All of these things trip up upper, non-technical management. I've seen it happen three times now, and I'm sure I'll see it again at some point.

Maybe this will help you in illuminating the issues with your own management.

Redundancy in the Cloud

Strange as it might be to contemplate, but imagine what would happen if AWS went into receivership and was shut down to liquidate assets? What would that mean for your infrastructure? Project? Or even startup?

It would be pretty bad.

Startups have been deploying preferentially on AWS or other Cloud services for some time now, in part due to venture-capitalist push to not have physical infrastructure to liquidate should the startup go *pop* and to scale fast should a much desired rocket-launch happen. If AWS shut down fully for, say, a week, the impact to pretty much everything would be tremendous.

Or what if it was Azure? Fully debilitating for those that are on it, but the wide impacts would be less.

Cloud vendors are big things. In the old physical days we used to deal with the all-our-eggs-in-one-basket problem by putting eggs in multiple places. If you're on AWS, Amazon is very big about making sure you deploy across multiple Availability Zones and helping you become multi-region in the process if that's important to you. See? More than one basket for your eggs. I have to presume Azure and the others are similar, since I haven't used them.

Do you put your product on multiple cloud-vendors as your more-than-one-basket approach?

It isn't as easy as it was with datacenters, that's for sure.

This approach can work if you treat the Cloud vendors as nothing but Virtualization and block-storage vendors. The multiple-datacenter approach worked in large part because colos sell only a few things that impact the technology (power, space, network connectivity, physical access controls), though pricing and policies may differ wildly. Cloud vendors are not like that, they differentiate in areas that are technically relevant.

Do you deploy your own MySQL servers, or do you use RDS?
Do you deploy your now MongoDB servers, or do you use DynamoDB?
Do you deploy your own CDN, or do you use CloudFront?
Do you deploy your own Redis group, or do you use SQS?
Do you deploy your own Chef, or do you use OpsWorks?

The deeper down the hole of Managed Services you dive, and Amazon is very invested in pushing people to use them, the harder it is to take your toys and go elsewhere. Or run your toys on multiple Cloud infrastructures. Azure and the other vendors are building up their own managed service offerings because AWS is successfully differentiating from everyone else by having the widest offering. The end-game here is to have enough managed services offerings that virtual private servers don't need to be used at all.

Deploying your product on multiple cloud vendors requires either eschewing managed-services entirely, or accepting greater management overhead due to very significant differences in how certain parts of your stack are managed. Cloud vendors are very much Infrastructure-as-Code, and deploying on both AWS and Azure is like deploying the same application in Java and .NET; it takes a lot of work, the dialect differences can be insurmountable, and the expertise required means different people are going to be working on each environment which creates organizational challenges. Deploying on multiple cloud-vendors is far harder than deploying in multiple physical datacenters, and this is very much intentional.

*PROVIDED RECORDS*:

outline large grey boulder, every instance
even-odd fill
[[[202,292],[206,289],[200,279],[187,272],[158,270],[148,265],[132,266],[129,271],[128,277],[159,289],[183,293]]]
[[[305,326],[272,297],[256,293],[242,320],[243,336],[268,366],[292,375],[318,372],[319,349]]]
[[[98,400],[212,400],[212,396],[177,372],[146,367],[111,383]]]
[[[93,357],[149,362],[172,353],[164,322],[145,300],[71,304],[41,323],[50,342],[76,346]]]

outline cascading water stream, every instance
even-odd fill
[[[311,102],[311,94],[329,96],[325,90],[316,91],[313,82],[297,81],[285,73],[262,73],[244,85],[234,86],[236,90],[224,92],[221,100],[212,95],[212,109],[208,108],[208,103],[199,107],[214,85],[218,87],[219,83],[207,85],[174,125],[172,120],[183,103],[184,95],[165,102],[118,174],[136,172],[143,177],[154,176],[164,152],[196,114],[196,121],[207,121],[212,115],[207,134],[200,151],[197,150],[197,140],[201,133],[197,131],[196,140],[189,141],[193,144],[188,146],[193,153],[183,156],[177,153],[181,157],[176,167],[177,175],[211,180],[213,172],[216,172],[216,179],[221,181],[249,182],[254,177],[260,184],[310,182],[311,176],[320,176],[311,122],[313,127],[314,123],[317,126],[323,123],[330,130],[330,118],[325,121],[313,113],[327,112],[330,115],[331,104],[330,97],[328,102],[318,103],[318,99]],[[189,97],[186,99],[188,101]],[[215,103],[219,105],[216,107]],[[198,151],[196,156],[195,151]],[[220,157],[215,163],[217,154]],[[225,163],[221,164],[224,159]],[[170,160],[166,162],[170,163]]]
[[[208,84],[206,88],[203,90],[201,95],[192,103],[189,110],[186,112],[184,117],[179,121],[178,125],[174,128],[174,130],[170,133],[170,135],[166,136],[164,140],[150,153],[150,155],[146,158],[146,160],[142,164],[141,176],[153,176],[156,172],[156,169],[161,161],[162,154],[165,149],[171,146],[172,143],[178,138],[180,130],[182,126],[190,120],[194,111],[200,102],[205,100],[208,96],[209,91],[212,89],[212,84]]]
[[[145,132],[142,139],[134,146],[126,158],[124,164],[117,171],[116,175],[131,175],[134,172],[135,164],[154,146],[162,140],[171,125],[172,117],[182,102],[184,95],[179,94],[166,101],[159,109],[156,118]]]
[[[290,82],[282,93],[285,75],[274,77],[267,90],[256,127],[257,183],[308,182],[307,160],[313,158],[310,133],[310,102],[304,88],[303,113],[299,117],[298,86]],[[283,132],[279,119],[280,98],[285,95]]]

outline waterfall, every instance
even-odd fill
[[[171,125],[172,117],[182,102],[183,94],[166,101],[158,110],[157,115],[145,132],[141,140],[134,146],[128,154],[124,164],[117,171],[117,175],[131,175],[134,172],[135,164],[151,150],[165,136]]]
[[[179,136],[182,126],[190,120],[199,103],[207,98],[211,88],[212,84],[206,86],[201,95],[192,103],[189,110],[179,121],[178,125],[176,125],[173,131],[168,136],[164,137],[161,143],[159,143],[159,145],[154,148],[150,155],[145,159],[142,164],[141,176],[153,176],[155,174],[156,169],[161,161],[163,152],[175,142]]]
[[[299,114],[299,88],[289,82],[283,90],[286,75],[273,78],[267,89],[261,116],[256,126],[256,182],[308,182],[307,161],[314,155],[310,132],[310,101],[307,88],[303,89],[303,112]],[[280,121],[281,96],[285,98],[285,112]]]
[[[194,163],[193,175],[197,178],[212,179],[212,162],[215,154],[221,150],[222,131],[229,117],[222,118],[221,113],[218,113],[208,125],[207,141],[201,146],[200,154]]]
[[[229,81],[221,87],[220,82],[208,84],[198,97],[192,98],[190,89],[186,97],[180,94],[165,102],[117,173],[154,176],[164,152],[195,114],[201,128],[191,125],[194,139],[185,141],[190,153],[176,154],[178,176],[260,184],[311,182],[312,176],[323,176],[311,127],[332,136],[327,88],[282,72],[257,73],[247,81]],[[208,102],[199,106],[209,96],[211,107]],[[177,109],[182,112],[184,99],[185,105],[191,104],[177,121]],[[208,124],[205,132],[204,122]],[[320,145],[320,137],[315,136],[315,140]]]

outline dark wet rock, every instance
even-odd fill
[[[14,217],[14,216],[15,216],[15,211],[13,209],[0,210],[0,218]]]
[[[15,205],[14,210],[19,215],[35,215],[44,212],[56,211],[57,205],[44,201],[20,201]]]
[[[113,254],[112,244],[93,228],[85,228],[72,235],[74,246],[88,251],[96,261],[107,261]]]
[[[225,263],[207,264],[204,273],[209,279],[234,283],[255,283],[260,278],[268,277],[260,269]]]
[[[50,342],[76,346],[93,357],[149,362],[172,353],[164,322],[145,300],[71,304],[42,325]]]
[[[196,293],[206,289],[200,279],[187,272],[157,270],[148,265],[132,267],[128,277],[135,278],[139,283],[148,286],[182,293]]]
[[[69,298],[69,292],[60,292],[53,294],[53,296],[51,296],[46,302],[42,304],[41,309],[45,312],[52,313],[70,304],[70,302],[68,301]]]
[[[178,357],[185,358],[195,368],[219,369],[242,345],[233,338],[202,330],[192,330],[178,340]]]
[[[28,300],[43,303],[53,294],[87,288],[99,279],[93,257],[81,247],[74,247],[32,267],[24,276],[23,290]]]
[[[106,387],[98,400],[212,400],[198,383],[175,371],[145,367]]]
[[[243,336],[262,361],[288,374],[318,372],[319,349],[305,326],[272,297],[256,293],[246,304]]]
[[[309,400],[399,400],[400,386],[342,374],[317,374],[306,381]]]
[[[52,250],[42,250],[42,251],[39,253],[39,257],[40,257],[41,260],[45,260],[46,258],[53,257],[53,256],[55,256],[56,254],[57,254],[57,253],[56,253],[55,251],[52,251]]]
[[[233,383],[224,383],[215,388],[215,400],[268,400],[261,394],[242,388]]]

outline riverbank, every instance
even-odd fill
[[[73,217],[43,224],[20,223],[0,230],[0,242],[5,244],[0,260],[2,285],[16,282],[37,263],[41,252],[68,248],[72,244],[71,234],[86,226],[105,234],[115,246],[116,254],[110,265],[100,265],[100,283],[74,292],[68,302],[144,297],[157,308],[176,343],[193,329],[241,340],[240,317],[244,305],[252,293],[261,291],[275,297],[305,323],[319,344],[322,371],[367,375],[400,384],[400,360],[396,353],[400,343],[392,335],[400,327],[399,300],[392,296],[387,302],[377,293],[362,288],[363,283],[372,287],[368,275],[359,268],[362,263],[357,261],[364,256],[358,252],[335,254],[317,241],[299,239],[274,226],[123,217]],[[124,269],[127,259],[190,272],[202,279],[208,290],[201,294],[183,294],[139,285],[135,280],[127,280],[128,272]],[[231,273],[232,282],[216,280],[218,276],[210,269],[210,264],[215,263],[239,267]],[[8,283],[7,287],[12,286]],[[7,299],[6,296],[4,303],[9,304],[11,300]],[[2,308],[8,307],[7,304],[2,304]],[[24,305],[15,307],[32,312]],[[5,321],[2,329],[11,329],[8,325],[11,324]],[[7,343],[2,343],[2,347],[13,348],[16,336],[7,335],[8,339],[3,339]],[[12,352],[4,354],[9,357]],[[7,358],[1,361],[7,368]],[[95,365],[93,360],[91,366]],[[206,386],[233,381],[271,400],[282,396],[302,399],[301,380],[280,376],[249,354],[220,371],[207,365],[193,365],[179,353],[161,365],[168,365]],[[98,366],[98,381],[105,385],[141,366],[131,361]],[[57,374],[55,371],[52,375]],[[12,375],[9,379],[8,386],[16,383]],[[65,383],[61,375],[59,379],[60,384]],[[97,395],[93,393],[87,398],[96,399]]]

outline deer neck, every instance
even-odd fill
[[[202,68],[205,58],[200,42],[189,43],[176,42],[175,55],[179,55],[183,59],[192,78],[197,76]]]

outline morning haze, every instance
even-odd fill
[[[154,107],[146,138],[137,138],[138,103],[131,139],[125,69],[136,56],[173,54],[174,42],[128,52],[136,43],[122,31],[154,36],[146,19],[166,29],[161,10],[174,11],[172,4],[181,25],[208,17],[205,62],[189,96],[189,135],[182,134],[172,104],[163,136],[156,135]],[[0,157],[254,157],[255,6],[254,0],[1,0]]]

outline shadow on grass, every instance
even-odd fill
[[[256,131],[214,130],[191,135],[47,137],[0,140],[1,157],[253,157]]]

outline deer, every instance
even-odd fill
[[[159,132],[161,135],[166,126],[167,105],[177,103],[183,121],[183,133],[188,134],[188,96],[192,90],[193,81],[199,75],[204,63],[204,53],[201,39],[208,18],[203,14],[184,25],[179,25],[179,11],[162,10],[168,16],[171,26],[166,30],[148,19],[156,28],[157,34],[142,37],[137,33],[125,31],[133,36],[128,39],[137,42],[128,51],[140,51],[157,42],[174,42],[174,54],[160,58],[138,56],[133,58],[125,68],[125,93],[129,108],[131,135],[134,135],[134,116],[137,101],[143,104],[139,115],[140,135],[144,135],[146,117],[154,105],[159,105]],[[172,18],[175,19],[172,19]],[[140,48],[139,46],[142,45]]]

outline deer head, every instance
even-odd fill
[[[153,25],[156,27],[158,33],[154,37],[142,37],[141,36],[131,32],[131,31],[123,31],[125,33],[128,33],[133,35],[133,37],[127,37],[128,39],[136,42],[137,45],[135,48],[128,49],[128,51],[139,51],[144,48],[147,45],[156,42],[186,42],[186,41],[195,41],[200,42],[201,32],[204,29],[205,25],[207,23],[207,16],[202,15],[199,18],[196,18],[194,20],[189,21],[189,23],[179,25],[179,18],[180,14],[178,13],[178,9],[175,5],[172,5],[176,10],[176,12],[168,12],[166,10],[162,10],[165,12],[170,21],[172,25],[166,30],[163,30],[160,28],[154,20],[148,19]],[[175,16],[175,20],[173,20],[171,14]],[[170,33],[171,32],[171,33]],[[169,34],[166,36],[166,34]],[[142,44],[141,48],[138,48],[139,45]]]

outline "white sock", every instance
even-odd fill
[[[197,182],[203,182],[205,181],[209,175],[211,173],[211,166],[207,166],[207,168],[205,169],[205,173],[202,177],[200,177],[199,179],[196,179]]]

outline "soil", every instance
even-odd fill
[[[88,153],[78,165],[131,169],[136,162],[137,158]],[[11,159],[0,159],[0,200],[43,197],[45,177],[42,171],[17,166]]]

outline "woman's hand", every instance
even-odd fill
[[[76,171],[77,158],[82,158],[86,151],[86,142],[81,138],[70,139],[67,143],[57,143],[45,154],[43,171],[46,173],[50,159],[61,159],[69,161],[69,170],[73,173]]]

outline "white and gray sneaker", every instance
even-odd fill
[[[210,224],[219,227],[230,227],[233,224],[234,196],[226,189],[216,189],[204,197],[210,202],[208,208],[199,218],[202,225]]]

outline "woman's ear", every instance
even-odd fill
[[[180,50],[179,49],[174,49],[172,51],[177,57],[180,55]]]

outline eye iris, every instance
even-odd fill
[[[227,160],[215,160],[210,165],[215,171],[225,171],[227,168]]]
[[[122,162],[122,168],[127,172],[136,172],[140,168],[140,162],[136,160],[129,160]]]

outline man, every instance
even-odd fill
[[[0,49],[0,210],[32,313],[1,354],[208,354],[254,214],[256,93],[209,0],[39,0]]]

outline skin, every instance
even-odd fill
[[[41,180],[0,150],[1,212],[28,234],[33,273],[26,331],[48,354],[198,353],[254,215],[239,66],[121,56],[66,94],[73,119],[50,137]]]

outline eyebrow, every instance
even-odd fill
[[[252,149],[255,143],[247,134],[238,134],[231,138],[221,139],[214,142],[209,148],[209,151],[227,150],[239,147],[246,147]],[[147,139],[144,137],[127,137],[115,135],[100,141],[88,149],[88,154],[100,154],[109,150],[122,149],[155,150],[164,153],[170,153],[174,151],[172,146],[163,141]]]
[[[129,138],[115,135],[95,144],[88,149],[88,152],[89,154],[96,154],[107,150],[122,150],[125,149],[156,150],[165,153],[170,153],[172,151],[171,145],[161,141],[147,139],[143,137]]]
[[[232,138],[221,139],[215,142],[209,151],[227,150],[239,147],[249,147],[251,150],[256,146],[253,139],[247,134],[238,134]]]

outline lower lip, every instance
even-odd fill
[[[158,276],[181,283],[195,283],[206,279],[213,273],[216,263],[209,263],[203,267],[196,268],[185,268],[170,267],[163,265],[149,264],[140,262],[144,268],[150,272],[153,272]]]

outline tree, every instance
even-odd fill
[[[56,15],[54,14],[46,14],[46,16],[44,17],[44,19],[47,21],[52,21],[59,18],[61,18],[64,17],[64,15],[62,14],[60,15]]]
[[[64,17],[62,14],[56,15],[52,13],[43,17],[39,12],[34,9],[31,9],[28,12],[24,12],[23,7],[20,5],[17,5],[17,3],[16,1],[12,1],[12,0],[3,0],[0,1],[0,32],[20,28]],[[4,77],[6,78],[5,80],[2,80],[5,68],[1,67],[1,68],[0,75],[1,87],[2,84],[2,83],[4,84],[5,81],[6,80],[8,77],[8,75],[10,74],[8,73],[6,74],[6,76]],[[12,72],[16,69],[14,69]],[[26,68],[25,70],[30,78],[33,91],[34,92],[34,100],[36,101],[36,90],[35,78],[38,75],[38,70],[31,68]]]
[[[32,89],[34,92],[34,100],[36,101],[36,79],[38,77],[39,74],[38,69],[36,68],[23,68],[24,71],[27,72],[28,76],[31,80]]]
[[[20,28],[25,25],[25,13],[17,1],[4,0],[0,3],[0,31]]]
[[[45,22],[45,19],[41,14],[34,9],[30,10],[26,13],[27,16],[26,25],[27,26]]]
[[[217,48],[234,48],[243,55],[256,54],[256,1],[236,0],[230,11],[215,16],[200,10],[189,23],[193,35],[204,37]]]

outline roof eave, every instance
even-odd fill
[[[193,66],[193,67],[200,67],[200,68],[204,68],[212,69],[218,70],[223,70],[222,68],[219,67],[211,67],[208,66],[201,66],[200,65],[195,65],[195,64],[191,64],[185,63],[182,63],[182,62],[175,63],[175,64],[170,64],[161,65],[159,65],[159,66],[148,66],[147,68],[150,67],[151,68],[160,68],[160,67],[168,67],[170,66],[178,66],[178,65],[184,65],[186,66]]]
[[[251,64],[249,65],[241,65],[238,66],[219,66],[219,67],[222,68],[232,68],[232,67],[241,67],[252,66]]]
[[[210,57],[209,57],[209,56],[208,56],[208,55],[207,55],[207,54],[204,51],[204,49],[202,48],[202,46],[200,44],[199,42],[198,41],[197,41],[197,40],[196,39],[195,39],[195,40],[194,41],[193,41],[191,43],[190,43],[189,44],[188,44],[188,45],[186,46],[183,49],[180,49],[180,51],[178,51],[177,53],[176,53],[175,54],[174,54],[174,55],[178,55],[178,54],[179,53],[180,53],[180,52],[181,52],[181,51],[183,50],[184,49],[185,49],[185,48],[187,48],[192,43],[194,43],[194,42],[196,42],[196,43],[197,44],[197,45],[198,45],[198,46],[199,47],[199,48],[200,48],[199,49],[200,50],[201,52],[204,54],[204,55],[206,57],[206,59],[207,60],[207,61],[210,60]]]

*PROBLEMS AND TASKS*:
(1) In the cloud redundancy text, which four things do colos sell that affect the technology?
(2) Copy the listing from its first line through the line containing "[[[98,400],[212,400],[212,396],[177,372],[146,367],[111,383]]]", with both of those lines included.

*LIST OF SOLUTIONS*:
(1) Power, space, network connectivity, and physical access controls.

(2)
outline large grey boulder, every instance
even-odd fill
[[[202,292],[206,289],[200,279],[187,272],[158,270],[148,265],[132,266],[129,271],[128,277],[159,289],[183,293]]]
[[[305,326],[272,297],[256,293],[242,320],[243,336],[268,366],[292,375],[318,372],[319,349]]]
[[[98,400],[212,400],[212,396],[177,372],[146,367],[111,383]]]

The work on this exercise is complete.